| Given entries |

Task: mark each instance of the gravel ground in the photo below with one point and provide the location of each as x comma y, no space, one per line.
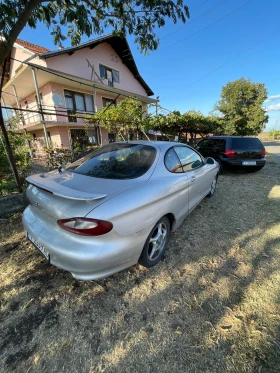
213,304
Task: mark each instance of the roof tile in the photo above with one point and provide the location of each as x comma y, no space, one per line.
32,47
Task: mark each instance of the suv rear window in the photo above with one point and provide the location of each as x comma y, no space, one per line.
247,143
116,161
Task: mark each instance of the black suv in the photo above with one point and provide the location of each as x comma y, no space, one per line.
234,151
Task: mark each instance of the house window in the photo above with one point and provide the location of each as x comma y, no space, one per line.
78,102
109,74
106,101
112,136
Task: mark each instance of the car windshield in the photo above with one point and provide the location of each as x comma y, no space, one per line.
116,161
247,143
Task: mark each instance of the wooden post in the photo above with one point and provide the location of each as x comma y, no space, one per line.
40,107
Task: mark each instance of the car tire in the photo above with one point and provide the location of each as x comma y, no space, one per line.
254,169
213,187
156,243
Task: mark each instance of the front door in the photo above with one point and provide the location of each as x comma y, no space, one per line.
198,175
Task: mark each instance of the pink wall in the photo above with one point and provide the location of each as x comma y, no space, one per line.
46,91
22,54
77,64
59,89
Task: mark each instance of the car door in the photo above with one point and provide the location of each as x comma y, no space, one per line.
198,174
181,183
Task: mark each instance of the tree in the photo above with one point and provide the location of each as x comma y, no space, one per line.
128,117
192,122
241,106
75,18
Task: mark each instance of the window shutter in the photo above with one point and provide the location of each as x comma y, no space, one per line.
89,104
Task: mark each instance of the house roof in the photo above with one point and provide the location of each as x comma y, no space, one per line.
32,47
120,45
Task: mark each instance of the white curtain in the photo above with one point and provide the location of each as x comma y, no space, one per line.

| Action item |
Your answer must be an exact transcription of every entry, minus the pictures.

| Response |
Task: mark each instance of the gravel ground in the photo below with one point and provide the location of each as x comma y, no space, one per line.
213,304
Task: mark each instance of the roof tile in the photo above with one point and provide the location of each as x comma y, no space, one per line.
32,47
Task: mark each instance of the suv rear window in the photo above with one point and provide the location of each as x comma y, no space, one per line.
247,143
116,161
Task: mark each instance of the black suv in the photo above with one point and provide the location of each as x comma y, no space, one per line.
234,151
Task: mark each instance of the house window in the photo above with one point and provide the location of each as x comma y, no space, one per line.
78,102
109,74
106,101
112,136
Task: mark each instance of the car windshield in the photo above with one point and provide the location of each as x comma y, no space, one per line.
116,161
247,143
Task: mark each instance of the wooden post in the photo above with one point and provide the location of each as x comma y, no space, one per line.
40,107
Task: mark each instance of the car tire in the photo above with one point and provide the location of each as x comma y, no space, one per line.
254,169
213,187
156,243
Task: mark each instance of the front door in the photo above with one point and provide the location of each as x comma y, no space, one per line.
198,175
Task: mark each instance of the pink wall in the photo above with one point and provide the location of each as x comma y, no space, one per line.
46,91
22,54
77,64
59,89
Task: mark each instance of the car door in the photo above with one point and provide the location of each as x comma y, no space, one per line.
198,174
181,183
Task: mark each instance of the tree in the photo above with one point and provide the location of each as x comma y, no space, one per line.
128,117
192,122
241,106
75,18
Task: mark each instance of the window shutter in the photo above with one point and provide the location of each as x comma y, no space, one per line.
89,104
Task: mark each instance of the house roof in the photo above with one point and provide the location of each as x comma y, no space, one per line.
32,47
120,45
Task: mark each instance of the white curtain in the photo above with one point and provide the location of each as x comma y, no space, one per line.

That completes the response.